PASSAGE TO READ.
## start

Density functions • mizerStomach

Prey item distribution

We can describe the size distribution of prey in stomachs of predators of size $w'$ by the number density function $N_w(w|w')$ . This is a density in $w$ , so that the number of prey items with a size between $w$ and $w+dw$ is $N_w(w|w')dw$ .

Alternatively we can describe the size distribution by the probability density that a random prey item in a stomach of a predator of size $w'$ has size $w$ . This probability density function is simply the normalised version of the number density: $f_w(w|w') = \frac{N_w(w|w')}{z(w')},$ where the normalisation factor $z(w')$ is the total number of prey items, $z(w') = \int N_w(\tilde{w}|w')d\tilde{w}.$ The sizes of the actual observed prey items in the data set are seen as samples from this probability distribution.

## end

[Excerpts from point annotation data]
## start

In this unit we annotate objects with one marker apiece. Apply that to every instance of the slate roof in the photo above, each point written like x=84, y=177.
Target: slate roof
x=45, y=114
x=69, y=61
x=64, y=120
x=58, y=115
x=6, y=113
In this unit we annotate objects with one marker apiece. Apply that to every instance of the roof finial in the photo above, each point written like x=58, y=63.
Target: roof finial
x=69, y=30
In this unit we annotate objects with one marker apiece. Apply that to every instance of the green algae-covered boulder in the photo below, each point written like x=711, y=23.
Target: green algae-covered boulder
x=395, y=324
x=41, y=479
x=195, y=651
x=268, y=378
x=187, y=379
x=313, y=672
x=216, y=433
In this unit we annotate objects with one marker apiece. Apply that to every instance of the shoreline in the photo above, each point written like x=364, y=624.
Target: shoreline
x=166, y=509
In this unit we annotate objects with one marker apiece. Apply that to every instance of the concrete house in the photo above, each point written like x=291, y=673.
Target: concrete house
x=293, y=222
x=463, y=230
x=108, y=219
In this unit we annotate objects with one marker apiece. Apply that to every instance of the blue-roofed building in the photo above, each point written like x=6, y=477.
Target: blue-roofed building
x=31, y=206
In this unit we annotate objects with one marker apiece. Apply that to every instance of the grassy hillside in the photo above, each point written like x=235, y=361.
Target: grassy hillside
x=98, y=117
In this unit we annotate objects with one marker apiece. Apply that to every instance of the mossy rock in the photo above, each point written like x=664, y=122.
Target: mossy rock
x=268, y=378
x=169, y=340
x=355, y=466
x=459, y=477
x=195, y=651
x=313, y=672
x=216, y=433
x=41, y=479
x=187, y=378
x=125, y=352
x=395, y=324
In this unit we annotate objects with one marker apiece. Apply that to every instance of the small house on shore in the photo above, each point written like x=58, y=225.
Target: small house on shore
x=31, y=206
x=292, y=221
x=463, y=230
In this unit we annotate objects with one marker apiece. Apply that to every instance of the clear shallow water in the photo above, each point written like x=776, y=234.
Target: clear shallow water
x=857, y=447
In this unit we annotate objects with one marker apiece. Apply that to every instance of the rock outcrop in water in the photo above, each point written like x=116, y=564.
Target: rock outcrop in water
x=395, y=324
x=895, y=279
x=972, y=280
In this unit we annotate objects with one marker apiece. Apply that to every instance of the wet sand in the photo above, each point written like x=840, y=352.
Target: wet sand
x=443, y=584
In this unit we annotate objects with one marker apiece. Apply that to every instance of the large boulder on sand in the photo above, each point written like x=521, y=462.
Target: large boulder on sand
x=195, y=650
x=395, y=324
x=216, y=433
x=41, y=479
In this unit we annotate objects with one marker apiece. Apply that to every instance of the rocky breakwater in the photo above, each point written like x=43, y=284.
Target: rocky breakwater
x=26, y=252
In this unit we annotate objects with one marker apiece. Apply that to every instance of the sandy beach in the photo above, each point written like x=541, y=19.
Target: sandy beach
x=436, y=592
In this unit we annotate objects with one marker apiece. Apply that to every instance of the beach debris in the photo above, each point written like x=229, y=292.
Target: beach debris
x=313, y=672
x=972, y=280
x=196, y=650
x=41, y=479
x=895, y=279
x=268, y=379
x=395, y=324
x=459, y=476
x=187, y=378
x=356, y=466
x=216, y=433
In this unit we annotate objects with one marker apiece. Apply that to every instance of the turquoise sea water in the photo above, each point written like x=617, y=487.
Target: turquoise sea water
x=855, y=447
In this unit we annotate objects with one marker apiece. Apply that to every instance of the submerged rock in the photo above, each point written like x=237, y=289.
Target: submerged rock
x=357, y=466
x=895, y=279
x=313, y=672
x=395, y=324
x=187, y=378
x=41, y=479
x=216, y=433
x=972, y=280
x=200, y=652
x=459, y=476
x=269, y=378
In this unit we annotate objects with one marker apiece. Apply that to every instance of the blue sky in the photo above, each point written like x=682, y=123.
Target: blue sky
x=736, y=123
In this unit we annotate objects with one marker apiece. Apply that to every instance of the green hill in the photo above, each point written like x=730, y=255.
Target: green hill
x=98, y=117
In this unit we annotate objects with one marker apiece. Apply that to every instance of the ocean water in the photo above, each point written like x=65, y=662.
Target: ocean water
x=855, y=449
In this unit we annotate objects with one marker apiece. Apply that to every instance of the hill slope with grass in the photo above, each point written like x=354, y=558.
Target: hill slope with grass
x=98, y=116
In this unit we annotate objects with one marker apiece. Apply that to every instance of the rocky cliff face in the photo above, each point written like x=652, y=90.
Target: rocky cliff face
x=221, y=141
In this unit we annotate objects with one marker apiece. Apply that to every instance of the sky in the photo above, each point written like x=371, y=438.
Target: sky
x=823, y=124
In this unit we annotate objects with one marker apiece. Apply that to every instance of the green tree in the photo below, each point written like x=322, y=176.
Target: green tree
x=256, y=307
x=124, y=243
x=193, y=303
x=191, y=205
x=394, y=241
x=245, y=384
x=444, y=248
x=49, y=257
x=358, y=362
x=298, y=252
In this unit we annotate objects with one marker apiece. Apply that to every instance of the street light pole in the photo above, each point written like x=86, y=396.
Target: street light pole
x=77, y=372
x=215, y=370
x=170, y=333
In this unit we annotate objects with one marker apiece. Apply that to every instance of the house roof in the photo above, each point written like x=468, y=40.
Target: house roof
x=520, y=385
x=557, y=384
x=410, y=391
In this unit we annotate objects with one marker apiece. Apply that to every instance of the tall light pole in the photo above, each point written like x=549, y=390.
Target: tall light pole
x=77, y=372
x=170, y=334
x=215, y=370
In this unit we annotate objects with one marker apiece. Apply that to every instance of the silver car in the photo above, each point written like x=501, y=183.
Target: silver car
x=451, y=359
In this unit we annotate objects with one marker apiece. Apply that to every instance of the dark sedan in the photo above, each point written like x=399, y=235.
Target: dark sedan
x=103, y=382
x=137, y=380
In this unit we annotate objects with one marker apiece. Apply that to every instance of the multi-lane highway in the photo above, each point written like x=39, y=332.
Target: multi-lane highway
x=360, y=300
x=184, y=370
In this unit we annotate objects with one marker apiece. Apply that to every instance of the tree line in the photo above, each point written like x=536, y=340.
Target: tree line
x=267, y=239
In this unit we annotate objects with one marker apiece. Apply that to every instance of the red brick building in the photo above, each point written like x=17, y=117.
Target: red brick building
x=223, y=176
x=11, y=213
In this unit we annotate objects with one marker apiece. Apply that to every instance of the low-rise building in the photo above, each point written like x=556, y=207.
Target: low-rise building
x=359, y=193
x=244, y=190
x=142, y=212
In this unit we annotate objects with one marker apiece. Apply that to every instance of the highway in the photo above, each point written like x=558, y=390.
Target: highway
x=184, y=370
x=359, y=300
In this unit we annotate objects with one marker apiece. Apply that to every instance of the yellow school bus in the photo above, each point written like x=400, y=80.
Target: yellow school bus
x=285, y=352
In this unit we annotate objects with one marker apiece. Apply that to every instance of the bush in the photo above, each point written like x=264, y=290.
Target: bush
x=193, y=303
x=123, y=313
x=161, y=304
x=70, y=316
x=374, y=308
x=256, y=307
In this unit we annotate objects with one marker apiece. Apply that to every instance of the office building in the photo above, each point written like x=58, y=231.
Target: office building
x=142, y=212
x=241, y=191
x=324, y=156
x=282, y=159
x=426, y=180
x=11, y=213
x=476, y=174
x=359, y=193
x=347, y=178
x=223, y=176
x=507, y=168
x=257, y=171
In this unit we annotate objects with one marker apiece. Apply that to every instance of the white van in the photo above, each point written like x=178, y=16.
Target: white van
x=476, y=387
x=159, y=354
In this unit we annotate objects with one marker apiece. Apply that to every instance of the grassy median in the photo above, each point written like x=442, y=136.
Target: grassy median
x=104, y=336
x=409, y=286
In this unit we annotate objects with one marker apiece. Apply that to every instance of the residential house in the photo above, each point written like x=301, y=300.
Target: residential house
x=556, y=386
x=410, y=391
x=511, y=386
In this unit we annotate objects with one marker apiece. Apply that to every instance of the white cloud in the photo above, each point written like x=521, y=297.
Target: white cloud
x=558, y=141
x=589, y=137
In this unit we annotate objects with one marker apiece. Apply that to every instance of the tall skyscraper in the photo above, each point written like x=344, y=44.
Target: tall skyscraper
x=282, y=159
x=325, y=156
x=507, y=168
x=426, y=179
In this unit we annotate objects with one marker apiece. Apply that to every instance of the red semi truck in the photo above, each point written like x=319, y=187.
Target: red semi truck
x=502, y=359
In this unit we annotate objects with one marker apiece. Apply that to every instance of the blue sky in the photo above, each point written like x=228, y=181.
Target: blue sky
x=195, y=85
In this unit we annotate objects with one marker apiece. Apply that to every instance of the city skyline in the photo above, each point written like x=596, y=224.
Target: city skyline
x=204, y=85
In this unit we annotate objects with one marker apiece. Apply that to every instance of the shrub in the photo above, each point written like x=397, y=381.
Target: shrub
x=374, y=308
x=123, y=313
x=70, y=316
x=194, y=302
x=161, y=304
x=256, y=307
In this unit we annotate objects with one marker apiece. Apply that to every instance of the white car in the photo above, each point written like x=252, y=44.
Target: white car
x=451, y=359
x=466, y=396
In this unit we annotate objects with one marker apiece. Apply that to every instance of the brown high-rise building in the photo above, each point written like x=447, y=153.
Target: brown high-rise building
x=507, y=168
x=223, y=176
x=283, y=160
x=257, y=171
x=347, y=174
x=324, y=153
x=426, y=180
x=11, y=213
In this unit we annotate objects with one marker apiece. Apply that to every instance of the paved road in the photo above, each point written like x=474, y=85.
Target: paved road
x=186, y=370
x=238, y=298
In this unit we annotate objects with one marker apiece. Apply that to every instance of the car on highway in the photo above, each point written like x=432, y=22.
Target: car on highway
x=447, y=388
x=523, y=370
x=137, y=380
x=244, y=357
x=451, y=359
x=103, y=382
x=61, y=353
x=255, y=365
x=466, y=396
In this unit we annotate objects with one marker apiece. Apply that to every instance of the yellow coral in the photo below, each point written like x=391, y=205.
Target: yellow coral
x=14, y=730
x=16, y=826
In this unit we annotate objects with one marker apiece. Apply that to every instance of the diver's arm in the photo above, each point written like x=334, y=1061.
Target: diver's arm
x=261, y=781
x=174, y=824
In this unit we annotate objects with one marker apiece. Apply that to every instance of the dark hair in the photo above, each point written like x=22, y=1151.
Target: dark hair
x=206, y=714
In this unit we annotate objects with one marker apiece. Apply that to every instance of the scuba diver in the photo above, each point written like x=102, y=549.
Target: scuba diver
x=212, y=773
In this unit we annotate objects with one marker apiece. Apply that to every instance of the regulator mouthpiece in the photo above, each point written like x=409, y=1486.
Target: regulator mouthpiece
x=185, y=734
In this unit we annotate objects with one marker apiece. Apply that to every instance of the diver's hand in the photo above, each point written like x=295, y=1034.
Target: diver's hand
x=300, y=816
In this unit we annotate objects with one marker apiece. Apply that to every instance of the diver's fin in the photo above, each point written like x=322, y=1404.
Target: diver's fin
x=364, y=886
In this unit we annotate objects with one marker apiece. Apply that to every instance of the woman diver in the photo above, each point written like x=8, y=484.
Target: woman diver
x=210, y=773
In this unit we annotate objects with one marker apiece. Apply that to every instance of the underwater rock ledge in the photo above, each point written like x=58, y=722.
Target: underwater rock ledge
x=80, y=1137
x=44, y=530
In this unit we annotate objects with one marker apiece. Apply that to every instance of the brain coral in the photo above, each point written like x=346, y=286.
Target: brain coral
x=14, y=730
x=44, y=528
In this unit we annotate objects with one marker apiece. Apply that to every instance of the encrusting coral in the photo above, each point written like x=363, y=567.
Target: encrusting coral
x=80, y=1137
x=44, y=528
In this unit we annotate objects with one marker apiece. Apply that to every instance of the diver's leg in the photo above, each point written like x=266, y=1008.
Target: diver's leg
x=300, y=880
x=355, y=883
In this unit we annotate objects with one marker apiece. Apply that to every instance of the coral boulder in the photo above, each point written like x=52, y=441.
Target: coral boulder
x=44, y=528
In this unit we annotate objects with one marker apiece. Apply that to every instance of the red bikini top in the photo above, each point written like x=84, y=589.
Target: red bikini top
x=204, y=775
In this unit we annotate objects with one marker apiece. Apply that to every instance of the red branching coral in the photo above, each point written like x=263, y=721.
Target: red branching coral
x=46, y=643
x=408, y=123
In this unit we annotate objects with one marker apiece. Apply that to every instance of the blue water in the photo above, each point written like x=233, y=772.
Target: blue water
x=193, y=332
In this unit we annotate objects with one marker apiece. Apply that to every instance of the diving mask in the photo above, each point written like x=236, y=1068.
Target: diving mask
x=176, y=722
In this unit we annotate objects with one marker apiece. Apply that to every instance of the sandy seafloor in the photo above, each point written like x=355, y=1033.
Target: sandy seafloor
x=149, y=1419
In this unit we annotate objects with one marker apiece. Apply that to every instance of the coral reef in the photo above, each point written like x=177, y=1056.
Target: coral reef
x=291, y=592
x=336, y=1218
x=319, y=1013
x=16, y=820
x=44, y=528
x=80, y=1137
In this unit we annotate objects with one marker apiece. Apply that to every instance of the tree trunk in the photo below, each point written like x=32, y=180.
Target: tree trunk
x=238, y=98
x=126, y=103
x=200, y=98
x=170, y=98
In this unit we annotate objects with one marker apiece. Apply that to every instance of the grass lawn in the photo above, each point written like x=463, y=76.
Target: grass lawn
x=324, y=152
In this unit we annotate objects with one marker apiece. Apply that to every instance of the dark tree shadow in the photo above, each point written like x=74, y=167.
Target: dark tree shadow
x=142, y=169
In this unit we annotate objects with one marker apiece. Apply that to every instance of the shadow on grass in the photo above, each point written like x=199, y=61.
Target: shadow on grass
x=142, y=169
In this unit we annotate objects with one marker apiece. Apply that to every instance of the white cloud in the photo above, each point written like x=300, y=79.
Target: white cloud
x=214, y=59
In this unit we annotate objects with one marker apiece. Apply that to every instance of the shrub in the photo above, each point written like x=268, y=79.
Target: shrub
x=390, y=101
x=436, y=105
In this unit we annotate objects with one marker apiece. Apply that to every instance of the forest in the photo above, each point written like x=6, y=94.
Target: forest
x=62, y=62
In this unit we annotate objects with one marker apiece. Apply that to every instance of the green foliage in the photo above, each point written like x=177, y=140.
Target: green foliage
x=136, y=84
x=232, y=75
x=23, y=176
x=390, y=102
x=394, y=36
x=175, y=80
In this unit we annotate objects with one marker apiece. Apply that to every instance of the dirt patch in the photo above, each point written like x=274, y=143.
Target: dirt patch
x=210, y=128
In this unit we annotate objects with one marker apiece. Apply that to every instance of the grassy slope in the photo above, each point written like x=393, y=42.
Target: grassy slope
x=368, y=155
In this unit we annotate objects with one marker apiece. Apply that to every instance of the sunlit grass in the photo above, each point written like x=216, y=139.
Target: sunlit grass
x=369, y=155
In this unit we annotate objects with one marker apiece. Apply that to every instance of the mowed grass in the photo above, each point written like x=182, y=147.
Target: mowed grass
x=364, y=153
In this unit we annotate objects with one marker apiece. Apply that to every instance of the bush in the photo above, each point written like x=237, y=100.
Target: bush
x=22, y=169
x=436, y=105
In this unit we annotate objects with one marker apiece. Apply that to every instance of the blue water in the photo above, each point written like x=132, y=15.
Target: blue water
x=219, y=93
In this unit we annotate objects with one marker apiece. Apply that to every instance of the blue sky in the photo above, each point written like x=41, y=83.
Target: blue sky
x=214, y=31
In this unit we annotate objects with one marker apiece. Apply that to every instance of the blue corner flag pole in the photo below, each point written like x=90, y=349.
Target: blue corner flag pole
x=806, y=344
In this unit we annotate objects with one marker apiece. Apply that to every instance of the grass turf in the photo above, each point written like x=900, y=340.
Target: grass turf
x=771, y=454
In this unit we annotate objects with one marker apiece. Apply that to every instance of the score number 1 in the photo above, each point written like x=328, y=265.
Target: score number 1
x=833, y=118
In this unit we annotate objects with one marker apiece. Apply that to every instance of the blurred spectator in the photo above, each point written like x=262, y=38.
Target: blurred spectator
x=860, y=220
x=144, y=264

## end

PROBLEM SET.
- a) Decide whether each statement agrees with the prey size density passage. Answer yes or no for each, quoting the words of the passage that settle it.
(i) The function $N_w(w|w')$ is a density in $w$.
(ii) The normalisation factor $z(w')$ equals the total number of prey items.
(iii) The sizes of the observed prey items are treated as fixed parameters rather than as samples.
- b) Write a continuation of the prey size density passage, starting after its final sentence.
The records come from another source than the prey size density passage.

ANSWERS PROVIDED.
- a)
(i) Yes: "This is a density in $w$"
(ii) Yes: "the normalisation factor $z(w')$ is the total number of prey items"
(iii) No: "The sizes of the actual observed prey items in the data set are seen as samples from this probability distribution."

- b)
Rather than working with the prey size $w$ , we can also work with the predator/prey mass ratio $r = w' / w$ . The probability distribution of this is $f_r(r|w') = \left|\frac{dw}{dr}\right| f_w(r|w') = \frac{w^2}{w'} f_w(w|w').$

It is actually a good idea to work with the logarithm of the predator/prey mass ratio $l = \log(r) = \log(w'/w)$ . Its distribution is $f_l(l|w') = \left|\frac{dw}{dl}\right| f_w(w|w') = w f_w(w|w').$ We will be making the fundamental assumption that the distribution of the predator/prey mass ratio is independent of the predator size: $f_r(r|w') = f_r(r)$ (and hence also $f_l(l|w') = f_l(l)$ ). Of course we should look at the data to see if this assumption is reasonable.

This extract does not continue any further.